### Exercise passage
Roanoke Times Copyright (c) 1995, Landmark Communications, Inc. DATE: SATURDAY, May 28, 1994 TAG: 9405280076 SECTION: SPECTATOR PAGE: 16 EDITION: METRO SOURCE: By Joe Logan Knight-Ridder Newspapers DATELINE: PHILADELPHIA LENGTH: Medium
Of course, now she doesn't have to play the club scene, not with her hit ABC series "Grace Under Fire" (9:30 p.m. Wednesdays), and everybody calling her the "Southern Roseanne." All of a suddenly the Marietta, Ga., native is having to learn to cope with fame.
"Getting this much power and attention is like handing a baby a loaded gun," Butler, 36, says. "That baby is eventually going to shoot himself or somebody else. I'm not going to do that."
Keeping the ego in check would be a tall order for a lot of people. But Butler says she has a plan.
With "Grace" wrapped for the season, she's continuing live appearances. She also retreats when possible far from the glow of Tinseltown to hang out with pre-fame friends.
"Just say I'm calling from a small, undisclosed location in Texas," Butler says in a recent phone chat. "After this interview I'm going fishing. Do you think I need to put on makeup for the fish?"
For those who haven't seen "Grace," the drawling, deadpan Butler stars as Grace Kelly, a divorced mother of three (including infant) who has dumped her booze-guzzling husband and gone to work as a "token babe" in an oil refinery.

### Stored data
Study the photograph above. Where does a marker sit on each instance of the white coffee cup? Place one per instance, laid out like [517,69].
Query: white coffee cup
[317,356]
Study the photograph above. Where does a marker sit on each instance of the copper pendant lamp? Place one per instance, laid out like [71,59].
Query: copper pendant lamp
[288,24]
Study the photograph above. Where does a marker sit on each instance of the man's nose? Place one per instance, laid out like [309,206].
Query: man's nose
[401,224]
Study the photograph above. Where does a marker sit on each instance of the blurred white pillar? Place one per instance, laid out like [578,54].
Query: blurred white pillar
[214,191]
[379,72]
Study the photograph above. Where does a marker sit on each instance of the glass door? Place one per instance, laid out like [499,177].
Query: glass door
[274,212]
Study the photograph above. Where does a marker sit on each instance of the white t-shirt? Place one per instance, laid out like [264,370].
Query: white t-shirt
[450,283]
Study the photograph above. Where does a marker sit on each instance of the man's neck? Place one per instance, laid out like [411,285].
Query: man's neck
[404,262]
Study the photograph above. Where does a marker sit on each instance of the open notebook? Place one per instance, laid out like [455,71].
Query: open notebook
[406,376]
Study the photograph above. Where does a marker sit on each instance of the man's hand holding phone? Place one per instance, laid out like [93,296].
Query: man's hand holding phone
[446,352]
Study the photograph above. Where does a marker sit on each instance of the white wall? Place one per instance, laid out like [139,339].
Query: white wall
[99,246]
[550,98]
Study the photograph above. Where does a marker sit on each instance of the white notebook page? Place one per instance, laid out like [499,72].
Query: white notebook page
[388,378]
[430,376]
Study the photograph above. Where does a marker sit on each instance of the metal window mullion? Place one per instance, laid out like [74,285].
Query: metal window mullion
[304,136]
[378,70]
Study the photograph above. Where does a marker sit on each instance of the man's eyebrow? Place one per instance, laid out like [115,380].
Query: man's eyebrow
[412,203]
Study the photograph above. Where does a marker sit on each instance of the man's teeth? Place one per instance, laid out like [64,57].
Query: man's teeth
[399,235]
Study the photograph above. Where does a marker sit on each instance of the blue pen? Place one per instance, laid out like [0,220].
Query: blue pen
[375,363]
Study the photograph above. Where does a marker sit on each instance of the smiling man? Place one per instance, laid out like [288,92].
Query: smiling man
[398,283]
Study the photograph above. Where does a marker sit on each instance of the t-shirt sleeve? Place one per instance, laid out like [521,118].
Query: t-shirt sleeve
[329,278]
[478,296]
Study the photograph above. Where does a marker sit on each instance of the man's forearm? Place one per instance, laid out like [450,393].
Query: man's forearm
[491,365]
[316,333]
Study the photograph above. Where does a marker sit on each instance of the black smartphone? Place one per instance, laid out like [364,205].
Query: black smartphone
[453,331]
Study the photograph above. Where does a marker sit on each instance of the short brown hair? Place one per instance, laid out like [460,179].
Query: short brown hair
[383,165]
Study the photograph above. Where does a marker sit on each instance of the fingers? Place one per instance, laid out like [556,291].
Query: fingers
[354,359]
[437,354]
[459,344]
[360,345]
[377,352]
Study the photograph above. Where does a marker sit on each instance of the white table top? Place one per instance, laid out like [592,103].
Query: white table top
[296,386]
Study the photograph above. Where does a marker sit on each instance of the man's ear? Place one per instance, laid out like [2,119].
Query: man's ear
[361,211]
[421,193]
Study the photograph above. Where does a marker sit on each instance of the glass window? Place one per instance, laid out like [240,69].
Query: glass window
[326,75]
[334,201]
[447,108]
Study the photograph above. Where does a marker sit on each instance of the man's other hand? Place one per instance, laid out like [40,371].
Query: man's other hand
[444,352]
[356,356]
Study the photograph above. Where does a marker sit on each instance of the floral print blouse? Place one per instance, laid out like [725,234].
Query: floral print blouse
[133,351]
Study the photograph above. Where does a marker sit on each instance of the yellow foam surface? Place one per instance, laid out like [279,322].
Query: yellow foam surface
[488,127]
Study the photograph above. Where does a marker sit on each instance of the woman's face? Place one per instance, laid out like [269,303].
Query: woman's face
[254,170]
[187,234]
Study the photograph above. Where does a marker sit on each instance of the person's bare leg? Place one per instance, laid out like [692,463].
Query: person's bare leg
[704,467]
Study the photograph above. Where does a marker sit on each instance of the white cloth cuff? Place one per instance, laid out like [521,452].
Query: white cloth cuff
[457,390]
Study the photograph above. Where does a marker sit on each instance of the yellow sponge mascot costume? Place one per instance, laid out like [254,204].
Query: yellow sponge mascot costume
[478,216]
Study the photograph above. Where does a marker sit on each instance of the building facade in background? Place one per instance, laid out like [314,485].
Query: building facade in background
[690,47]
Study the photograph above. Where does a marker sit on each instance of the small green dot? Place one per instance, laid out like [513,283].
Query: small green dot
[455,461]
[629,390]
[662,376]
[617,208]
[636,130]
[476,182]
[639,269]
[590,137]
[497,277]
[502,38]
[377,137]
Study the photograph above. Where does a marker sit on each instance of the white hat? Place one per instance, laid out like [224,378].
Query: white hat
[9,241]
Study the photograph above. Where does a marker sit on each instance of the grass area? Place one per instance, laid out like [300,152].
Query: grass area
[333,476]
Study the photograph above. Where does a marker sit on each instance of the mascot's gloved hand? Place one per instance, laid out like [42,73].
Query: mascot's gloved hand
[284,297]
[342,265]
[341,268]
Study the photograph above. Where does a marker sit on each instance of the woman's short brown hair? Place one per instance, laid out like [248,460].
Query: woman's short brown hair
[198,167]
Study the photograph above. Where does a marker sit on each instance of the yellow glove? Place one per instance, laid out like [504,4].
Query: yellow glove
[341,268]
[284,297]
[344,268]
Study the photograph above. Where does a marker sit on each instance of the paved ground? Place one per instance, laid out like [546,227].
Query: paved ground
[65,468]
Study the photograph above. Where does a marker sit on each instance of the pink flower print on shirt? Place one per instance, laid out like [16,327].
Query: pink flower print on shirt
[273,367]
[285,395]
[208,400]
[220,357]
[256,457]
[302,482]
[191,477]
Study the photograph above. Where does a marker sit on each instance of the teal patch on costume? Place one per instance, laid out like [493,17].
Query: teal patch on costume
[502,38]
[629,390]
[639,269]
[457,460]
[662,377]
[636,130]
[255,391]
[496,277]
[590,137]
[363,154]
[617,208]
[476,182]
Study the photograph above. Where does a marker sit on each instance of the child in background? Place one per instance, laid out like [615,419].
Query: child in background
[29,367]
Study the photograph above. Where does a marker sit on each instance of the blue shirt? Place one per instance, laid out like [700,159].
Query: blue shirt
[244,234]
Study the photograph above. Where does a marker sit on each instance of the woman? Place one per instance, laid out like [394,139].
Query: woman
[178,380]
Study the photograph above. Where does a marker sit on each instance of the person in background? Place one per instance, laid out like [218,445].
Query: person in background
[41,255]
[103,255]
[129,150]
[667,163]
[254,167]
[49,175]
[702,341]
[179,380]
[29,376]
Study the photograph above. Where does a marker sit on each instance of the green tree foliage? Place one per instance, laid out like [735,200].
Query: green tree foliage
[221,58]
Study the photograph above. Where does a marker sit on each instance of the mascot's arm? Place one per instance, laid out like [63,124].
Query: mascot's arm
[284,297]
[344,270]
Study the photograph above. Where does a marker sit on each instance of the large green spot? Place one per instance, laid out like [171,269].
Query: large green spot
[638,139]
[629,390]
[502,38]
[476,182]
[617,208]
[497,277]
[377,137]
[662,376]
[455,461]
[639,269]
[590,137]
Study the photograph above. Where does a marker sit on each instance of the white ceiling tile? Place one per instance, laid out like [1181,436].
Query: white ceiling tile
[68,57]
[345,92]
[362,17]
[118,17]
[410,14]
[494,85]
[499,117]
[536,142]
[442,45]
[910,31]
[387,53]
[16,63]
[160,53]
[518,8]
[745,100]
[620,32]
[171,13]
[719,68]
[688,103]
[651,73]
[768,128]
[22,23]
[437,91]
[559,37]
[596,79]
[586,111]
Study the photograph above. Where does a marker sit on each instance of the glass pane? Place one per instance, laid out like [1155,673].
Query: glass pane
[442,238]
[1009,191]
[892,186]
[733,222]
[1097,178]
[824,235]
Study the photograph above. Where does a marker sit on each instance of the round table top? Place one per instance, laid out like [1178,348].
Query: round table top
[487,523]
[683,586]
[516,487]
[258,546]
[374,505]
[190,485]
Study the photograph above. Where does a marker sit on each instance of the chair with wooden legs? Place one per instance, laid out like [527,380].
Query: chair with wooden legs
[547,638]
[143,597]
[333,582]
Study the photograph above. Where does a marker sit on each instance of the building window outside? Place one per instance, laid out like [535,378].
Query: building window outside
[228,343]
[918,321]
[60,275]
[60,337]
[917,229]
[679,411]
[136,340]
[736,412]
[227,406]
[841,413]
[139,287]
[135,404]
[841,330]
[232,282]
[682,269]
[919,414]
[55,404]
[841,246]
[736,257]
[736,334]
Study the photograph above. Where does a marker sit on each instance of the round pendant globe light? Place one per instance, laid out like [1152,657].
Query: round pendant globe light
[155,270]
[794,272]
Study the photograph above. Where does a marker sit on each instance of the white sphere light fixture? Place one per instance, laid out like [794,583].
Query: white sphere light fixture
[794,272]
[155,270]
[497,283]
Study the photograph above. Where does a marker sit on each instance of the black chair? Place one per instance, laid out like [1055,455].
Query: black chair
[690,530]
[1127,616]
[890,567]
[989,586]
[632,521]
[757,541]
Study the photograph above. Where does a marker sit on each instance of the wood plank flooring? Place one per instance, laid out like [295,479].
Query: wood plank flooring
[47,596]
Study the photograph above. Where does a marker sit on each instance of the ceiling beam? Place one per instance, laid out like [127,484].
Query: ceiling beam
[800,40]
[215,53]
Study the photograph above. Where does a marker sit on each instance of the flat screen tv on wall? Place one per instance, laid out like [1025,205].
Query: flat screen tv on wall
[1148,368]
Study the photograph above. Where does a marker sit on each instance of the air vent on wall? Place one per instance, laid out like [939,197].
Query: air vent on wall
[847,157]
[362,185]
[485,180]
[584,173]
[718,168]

### Questions on the material
- 1) According to the article about Grace Under Fire, on what day and at what time does the series air?
- 2) List every field label in the header of the article about Grace Under Fire that is written in capitals and followed by a colon.
- 3) Reproduce the stretch of the article about Grace Under Fire from "Keeping the ego" through "an oil refinery.".

### Your responses
- 1) 9:30 p.m. Wednesdays

- 2) DATE, TAG, SECTION, PAGE, EDITION, SOURCE, DATELINE, LENGTH

- 3)
Keeping the ego in check would be a tall order for a lot of people. But Butler says she has a plan.
With "Grace" wrapped for the season, she's continuing live appearances. She also retreats when possible far from the glow of Tinseltown to hang out with pre-fame friends.
"Just say I'm calling from a small, undisclosed location in Texas," Butler says in a recent phone chat. "After this interview I'm going fishing. Do you think I need to put on makeup for the fish?"
For those who haven't seen "Grace," the drawling, deadpan Butler stars as Grace Kelly, a divorced mother of three (including infant) who has dumped her booze-guzzling husband and gone to work as a "token babe" in an oil refinery.